WORK ORDER — Your reply should hold exactly the lines from the one that contains "Objective — one dot per instance of the window blind." through the end of the data. Repeat them word for word.

━━━━━ DATA TO PROCESS ━━━━━

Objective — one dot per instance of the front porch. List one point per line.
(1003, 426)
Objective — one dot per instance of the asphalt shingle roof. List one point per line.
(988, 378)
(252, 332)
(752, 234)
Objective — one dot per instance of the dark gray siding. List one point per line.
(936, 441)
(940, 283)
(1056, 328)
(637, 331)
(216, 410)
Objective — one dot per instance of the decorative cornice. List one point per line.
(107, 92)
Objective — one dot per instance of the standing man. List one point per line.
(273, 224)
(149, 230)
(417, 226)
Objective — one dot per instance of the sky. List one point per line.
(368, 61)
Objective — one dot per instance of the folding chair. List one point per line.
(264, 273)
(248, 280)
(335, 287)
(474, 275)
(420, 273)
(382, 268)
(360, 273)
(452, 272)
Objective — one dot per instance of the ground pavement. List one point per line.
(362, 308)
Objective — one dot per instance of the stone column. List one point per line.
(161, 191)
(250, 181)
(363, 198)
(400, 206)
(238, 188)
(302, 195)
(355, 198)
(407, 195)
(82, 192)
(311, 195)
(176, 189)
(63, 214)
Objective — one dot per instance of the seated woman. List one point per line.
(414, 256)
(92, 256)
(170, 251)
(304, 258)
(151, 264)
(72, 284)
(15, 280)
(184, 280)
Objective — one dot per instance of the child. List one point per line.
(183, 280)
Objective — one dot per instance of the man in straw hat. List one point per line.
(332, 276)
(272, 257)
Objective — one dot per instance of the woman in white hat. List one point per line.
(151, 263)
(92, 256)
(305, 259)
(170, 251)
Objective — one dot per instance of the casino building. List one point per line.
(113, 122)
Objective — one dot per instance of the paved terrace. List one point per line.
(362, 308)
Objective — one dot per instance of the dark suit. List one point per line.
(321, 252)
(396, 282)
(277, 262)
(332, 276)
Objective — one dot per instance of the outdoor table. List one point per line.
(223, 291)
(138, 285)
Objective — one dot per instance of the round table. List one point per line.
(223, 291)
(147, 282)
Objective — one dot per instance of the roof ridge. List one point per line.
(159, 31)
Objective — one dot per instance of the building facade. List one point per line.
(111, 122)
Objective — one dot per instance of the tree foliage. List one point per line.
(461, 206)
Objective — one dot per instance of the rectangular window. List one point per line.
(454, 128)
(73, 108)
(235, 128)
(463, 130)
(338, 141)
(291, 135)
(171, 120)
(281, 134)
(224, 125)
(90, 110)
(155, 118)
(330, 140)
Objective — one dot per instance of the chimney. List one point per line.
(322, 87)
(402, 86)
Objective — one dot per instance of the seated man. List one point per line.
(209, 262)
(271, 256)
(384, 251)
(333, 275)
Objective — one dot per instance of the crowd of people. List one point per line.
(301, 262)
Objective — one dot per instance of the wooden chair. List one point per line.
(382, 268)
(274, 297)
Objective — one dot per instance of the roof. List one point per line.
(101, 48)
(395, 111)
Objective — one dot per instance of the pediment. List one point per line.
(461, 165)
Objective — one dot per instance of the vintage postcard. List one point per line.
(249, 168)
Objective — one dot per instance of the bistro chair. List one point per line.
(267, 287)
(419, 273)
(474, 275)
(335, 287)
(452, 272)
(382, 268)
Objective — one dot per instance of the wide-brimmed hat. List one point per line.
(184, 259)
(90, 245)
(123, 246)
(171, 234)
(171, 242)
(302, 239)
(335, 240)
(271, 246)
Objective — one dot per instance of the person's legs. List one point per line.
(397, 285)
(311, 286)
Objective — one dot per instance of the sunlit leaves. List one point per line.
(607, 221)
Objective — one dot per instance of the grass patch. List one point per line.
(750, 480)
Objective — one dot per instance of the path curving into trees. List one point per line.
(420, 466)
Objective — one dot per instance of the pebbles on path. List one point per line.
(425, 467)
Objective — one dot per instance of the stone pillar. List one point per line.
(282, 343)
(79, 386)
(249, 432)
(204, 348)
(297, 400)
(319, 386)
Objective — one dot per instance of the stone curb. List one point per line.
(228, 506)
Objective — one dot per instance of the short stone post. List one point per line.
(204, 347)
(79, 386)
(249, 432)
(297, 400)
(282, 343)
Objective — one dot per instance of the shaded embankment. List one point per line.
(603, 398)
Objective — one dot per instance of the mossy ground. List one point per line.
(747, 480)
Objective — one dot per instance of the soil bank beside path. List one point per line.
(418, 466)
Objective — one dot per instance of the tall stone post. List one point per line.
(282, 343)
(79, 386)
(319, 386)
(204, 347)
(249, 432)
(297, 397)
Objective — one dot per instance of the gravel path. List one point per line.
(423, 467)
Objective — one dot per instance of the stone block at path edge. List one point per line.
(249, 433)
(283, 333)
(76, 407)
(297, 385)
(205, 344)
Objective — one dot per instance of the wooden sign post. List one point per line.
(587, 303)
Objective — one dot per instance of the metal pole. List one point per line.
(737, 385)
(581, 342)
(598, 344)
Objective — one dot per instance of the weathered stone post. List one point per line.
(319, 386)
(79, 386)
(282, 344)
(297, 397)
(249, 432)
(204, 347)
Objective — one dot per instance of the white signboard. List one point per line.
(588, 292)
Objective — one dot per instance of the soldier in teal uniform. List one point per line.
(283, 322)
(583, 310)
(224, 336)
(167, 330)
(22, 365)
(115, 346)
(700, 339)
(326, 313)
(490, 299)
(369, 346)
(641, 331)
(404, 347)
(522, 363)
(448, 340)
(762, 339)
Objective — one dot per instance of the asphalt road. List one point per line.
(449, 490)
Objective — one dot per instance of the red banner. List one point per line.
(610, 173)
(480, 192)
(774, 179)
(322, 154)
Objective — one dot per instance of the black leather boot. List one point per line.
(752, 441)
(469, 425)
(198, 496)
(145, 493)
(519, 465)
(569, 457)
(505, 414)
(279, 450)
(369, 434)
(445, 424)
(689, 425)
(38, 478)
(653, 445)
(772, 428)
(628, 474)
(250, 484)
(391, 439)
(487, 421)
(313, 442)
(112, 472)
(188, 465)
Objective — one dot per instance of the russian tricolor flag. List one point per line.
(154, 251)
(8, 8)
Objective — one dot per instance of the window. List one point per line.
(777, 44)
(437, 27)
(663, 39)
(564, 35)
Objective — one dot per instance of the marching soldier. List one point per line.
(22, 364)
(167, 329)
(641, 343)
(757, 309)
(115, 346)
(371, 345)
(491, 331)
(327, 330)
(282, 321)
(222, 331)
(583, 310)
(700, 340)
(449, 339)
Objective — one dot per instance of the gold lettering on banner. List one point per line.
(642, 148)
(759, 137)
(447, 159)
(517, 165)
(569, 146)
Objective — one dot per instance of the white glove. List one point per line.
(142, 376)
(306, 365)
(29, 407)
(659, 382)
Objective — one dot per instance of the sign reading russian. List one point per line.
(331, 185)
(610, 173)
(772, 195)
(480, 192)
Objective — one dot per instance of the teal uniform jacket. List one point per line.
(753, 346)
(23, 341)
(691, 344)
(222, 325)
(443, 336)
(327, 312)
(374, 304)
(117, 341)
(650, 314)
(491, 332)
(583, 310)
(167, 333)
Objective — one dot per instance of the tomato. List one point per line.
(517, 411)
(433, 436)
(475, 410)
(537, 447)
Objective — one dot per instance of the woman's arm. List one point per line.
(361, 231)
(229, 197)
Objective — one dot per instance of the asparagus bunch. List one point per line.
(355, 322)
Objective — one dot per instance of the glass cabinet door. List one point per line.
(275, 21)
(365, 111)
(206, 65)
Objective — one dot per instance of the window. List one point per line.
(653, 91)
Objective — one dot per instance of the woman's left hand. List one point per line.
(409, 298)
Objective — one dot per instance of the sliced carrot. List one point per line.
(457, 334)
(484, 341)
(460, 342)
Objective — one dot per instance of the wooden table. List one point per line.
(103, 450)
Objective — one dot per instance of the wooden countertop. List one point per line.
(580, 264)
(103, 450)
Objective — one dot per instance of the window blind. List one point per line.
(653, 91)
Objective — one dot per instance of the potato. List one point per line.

━━━━━

PROBLEM SOLUTION —
Objective — one dot per instance of the window blind. List one point per line.
(653, 91)
Objective — one dot per instance of the potato. List one point per line.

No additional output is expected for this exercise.